-- EXCERPT TO READ follows --
The effects of the COVID-19 pandemic on the supply chain linger in 2021. The most visible challenge for distributors has been extended lead times, which means frustrating backorders for customers who need product now — and not three weeks from now.

That’s unlikely to change soon.

Near the start of the shutdowns in 2020, lead times were up more than 200%, according to the Institute for Supply Management. That never improved much throughout the rest of the year. The ISM Backlog of Orders Index expanded in December 2020 for the sixth consecutive month — indicating manufacturers’ backlogs continued to grow, even as we’re more than nine months into the pandemic.

Safety supply reliability has been the most glaring hurdle. But many distributors are also facing long lead times for industrial and construction parts and equipment and other supplies. One electrical distributor posted a message to customers in January 2021 that they are seeing extended lead times in several electrical product categories, such as circuit breakers, power fuses and wire and cable.

The causes: production slowdowns and short-term shutdowns due to COVID outbreaks and time-consuming cleaning protocols. Freight is another reason for long lead times across product categories, with truckload shortages in the LTL and spot market, and rising costs.

The answer for many distributors has been to increase safety stock on critical items, but distributors also need a substitutes strategy to keep, when possible, a customer from going elsewhere.

Take masks.

If the mask a customer usually orders is out of stock, you should be able to quickly tell that customer which alternate mask will fit their needs. That’s the way to win and keep business.

The idea of following up on a backorder is not new. Good sales reps have always done a great job of this for the customers they regularly connect with on the products they know best.

But it’s harder to do that across thousands of sometimes complicated and technical SKUs, at scale and across all of your sales channels.

AI enables distributors to reliably do what good sales reps do at scale and even automates the customer communication (an email or a notification to a sales rep, for example) when a commonly purchased product is out of stock. For example:

  • A customer places an order and sees a product is out of stock on the distributor’s website. AI suggests a substitute item on the product page and again on the checkout page to help the customer avoid accidentally ordering an item that is out of stock.
-- EXCERPT TO READ concluded --
-- INFORMATION GIVEN follows --
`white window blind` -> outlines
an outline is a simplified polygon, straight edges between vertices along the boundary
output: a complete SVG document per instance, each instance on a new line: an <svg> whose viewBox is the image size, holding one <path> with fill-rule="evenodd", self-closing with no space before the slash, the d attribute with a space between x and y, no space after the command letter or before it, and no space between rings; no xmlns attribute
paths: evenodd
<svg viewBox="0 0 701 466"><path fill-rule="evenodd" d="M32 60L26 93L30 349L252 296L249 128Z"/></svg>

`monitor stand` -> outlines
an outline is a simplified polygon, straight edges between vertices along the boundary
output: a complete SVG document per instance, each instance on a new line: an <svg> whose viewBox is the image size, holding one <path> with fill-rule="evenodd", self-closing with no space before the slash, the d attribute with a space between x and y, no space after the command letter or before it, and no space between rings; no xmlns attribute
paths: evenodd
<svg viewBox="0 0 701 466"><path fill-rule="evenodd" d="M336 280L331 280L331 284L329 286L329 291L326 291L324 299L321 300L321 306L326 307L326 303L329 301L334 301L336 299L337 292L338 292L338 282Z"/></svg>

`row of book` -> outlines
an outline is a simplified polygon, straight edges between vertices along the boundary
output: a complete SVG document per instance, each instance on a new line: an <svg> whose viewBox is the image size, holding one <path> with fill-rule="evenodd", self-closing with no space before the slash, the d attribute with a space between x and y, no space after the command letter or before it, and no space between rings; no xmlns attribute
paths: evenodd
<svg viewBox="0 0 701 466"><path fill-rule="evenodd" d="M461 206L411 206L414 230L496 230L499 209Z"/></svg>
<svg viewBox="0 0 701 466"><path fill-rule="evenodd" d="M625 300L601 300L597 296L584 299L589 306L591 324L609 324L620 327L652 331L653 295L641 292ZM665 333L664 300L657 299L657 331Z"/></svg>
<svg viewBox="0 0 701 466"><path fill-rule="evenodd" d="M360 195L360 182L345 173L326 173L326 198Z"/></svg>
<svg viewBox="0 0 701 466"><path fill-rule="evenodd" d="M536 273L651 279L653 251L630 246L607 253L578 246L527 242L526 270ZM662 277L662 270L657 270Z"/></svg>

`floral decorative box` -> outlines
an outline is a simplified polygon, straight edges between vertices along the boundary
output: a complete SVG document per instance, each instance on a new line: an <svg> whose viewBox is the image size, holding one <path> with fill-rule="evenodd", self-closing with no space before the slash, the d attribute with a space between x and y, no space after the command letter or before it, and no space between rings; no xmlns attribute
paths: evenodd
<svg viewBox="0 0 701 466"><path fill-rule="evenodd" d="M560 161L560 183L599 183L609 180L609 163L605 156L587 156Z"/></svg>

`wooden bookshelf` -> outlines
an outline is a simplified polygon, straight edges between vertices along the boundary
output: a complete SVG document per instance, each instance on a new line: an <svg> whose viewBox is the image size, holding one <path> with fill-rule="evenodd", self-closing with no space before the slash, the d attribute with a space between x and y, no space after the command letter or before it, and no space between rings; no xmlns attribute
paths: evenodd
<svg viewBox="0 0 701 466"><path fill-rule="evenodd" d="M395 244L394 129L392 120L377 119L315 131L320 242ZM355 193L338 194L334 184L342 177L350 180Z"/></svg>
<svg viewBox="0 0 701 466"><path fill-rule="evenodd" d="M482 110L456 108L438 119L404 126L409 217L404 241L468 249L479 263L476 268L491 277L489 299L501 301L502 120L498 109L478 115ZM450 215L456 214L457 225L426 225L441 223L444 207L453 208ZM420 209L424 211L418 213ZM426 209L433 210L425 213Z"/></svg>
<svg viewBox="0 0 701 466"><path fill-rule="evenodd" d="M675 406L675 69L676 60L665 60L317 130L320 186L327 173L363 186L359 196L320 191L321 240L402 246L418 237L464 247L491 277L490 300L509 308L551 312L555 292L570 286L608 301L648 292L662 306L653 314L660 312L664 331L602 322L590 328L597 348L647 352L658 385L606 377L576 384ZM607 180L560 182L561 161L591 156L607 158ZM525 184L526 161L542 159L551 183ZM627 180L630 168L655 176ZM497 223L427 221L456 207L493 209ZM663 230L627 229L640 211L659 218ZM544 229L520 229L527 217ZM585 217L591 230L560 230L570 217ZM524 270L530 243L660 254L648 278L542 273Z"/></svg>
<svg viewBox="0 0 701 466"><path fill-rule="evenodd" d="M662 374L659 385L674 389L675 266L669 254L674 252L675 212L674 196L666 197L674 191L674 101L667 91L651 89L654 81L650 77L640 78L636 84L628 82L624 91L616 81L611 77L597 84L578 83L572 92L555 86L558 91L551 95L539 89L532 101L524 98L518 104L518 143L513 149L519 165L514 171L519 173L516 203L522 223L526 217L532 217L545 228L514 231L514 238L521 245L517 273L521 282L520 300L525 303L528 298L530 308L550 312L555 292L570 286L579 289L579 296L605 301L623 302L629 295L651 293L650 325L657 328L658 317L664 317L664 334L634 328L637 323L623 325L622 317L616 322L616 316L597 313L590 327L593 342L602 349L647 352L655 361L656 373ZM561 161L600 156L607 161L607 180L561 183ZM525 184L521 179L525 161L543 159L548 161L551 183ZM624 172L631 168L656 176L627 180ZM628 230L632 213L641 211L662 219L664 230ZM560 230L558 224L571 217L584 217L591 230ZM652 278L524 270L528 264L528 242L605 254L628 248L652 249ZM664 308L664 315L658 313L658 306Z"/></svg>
-- INFORMATION GIVEN concluded --
● **WHAT TO WORK ON**:
**a)** In the supply chain article, copy the part that opens with the words containing "Near the start" and closes with "into the pandemic.".
**b)** The supply chain article names the electrical product categories in which one electrical distributor saw extended lead times. List all of them.

● **ANSWERS BY ITEM NUMBER**:
**a)**
Near the start of the shutdowns in 2020, lead times were up more than 200%, according to the Institute for Supply Management. That never improved much throughout the rest of the year. The ISM Backlog of Orders Index expanded in December 2020 for the sixth consecutive month — indicating manufacturers’ backlogs continued to grow, even as we’re more than nine months into the pandemic.

**b)**
Circuit breakers
Power fuses
Wire and cable